### Document text
If it weren’t for Christianity, our culture wouldn’t care about the victims of the coronavirus

By Jonathon Van Maren

I recently finished reading historian Tom Holland’s Dominion: How the Christian Revolution Remade the World, released in January. I’m planning to write a more extensive review at a later date, because it is a brilliant analysis of the history of Western civilization—and written by an agnostic, to boot. More than a narrative history tracing Christianity from the Crucifixion to the present, Holland’s book makes the case that without Christianity, the Western world would not exist—and that even the claims of the social justice warriors who despise the faith of their ancestors rest on a foundation of Judeo-Christian values. Those values run so deep, Holland says, that if the West had not become Christian, “no one would have gotten woke.”

In short: The Crucifixion was a radical offence to the ancient world of that day because for the first time, it showed that power could be attained through weakness—that victory could be obtained through suffering. This inverted everything that the ancient cultures believed. The sick, the mentally ill, the physically disabled—these unfortunates were seen as disposable by the ancients. It took the arrival of Christianity to transform, through the story of the Crucifixion and the radical idea that God created each person in His image, our approach to sexuality, slavery, and everything in between. Anyhow, I’ll write a longer review at a later date.
######
### Information given
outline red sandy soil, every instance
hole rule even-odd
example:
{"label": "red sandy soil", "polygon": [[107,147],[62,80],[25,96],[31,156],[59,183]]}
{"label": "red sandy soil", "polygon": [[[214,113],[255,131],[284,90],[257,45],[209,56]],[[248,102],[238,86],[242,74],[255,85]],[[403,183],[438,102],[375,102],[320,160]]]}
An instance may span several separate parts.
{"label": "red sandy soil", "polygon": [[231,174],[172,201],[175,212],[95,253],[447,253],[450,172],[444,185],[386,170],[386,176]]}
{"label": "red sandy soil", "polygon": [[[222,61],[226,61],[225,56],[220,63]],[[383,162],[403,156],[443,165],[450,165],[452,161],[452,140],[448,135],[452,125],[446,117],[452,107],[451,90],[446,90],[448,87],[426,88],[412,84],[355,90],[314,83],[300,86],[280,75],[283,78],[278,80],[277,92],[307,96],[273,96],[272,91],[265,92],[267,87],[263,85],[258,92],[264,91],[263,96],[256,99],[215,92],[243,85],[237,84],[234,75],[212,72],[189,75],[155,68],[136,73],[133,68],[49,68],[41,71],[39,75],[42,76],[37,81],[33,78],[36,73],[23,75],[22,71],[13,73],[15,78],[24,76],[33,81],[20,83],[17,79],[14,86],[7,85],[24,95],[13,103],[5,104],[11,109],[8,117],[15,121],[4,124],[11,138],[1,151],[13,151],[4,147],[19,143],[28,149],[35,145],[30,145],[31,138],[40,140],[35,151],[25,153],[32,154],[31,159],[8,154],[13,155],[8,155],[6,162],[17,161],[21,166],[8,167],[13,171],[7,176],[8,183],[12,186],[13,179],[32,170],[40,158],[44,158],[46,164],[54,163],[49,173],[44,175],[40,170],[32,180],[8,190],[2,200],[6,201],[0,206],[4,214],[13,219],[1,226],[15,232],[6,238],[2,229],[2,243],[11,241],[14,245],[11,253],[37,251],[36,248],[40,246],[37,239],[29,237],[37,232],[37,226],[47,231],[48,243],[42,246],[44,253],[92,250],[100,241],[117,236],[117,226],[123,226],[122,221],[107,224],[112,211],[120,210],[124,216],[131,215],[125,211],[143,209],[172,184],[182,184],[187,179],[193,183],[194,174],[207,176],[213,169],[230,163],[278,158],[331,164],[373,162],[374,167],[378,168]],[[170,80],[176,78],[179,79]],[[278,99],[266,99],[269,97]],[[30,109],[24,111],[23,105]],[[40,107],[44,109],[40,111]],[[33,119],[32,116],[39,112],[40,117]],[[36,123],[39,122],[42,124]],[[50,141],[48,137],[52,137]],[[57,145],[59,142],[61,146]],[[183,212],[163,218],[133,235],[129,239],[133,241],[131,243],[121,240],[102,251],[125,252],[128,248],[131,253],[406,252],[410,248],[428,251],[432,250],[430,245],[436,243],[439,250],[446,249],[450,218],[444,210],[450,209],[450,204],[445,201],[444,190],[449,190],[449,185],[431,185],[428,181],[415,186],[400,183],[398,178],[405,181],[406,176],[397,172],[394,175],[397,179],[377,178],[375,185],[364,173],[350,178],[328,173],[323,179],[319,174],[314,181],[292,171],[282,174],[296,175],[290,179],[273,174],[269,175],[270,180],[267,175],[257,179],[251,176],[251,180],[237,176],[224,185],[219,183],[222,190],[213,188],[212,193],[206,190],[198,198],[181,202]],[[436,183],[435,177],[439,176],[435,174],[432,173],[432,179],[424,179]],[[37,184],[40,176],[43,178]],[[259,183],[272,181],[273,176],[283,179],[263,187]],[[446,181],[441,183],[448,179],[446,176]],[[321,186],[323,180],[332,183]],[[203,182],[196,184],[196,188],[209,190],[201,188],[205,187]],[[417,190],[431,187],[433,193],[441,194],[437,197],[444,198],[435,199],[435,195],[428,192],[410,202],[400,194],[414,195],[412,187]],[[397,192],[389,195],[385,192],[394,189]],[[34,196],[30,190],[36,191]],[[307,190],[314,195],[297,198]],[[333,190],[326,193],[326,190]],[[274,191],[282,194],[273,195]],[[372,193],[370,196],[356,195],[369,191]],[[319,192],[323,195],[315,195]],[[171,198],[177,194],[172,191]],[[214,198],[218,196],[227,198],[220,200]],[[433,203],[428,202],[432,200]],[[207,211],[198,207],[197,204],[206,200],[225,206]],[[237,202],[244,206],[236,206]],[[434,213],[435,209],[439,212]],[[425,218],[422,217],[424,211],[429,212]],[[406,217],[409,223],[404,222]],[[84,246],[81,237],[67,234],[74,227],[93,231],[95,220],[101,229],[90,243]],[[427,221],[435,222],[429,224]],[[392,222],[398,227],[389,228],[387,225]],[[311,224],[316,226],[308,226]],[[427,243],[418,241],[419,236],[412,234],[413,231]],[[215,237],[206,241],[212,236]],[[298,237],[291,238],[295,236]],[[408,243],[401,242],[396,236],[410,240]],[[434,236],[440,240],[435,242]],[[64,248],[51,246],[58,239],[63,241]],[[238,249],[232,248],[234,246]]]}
######
**Complete the following**:
A. According to the article on Christianity and the coronavirus, why was the Crucifixion a radical offense to the ancient world? Answer in one to three sentences.
B. Please print the part of the article on Christianity and the coronavirus from "In short: The" up to and including "a later date.".
C. Write what comes next in the article on Christianity and the coronavirus, starting after its final sentence.
The items come from a different source than the article on Christianity and the coronavirus.

**Answers to the problems**:
A. The Crucifixion showed, for the first time, that power could be attained through weakness and that victory could be obtained through suffering. This inverted everything the ancient cultures believed.

B.
In short: The Crucifixion was a radical offence to the ancient world of that day because for the first time, it showed that power could be attained through weakness—that victory could be obtained through suffering. This inverted everything that the ancient cultures believed. The sick, the mentally ill, the physically disabled—these unfortunates were seen as disposable by the ancients. It took the arrival of Christianity to transform, through the story of the Crucifixion and the radical idea that God created each person in His image, our approach to sexuality, slavery, and everything in between. Anyhow, I’ll write a longer review at a later date.

C.
Earlier this month, Holland penned an article on the coronavirus pandemic for The Tablet titled “How the sick became precious.” In it, Holland makes the case that our entire global response to the COVID-19 pandemic is rooted in Christianity:

[A]t the end of the second century, and then again in the middle of the third, bowls of wrath were poured out on the Roman empire. Of the second pandemic, a historian would subsequently record that “there was almost no province of Rome, no city, no house, which was not attacked and emptied by this general pestilence”.

Did it mark, then, the breaking of the cities of the world foretold by St John? Many Christians believed so. Fatefully, however, it was not as worshippers of a God of wrath that they would come to be viewed by many of their fellow citizens, but as worshippers of a God of love: for it was observed by many in plague-ravaged cities how, “heedless of the danger, they took charge of the sick, attending to their every need and ministering to them in Christ”. Obedient to the commands of their Saviour, who had told them that to care for the least of their brothers and sisters was to care for him, and confident in the promise of eternal life, large numbers of them were able to stand firm against dread of the plague, and tend to those afflicted by it.

The compassion they showed to the sick – and not just to the Christian sick – was widely noted, and would have enduring consequences. Emerging from the terrible years of plague, the Church found itself steeled in its sense of mission. For the first time in history, an institution existed that believed itself called to provide compassion and medical care to every level of society.

The revolutionary implications of this, in a world where it had always been taken for granted that doctors were yet another perk of the rich, could hardly be overstated. The sick, rather than disgusting and repelling Christians, provided them with something they saw as infinitely precious: an opportunity to demonstrate their love of Christ.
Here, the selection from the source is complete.